▶ _YOUR TASK_:
Reproduce word for word the lines of the records below, from the line containing "Question. Locate the clear" up to and including the final line.

▶ _LISTING_:
■ ■ ■ ■ ■

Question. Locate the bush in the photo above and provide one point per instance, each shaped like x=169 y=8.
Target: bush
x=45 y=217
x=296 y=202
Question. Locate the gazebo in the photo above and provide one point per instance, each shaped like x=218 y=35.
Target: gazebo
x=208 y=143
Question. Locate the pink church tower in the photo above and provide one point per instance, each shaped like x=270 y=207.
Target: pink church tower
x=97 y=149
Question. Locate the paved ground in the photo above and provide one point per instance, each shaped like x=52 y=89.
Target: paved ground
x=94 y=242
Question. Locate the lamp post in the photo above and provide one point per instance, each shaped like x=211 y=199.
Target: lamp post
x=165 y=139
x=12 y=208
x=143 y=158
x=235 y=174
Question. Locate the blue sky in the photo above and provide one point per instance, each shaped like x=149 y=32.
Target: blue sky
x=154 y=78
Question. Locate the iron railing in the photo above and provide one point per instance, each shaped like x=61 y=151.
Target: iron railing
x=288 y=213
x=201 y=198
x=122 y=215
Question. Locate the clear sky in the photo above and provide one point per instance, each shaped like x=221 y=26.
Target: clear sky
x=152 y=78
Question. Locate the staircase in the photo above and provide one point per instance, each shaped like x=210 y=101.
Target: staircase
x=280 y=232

■ ■ ■ ■ ■

▶ _EXPECTED ANSWER_:
Question. Locate the clear sky in the photo above and provide one point per instance, each shaped like x=221 y=26.
Target: clear sky
x=152 y=78
Question. Locate the staircase in the photo above and provide one point per instance, each shaped like x=210 y=101.
Target: staircase
x=280 y=232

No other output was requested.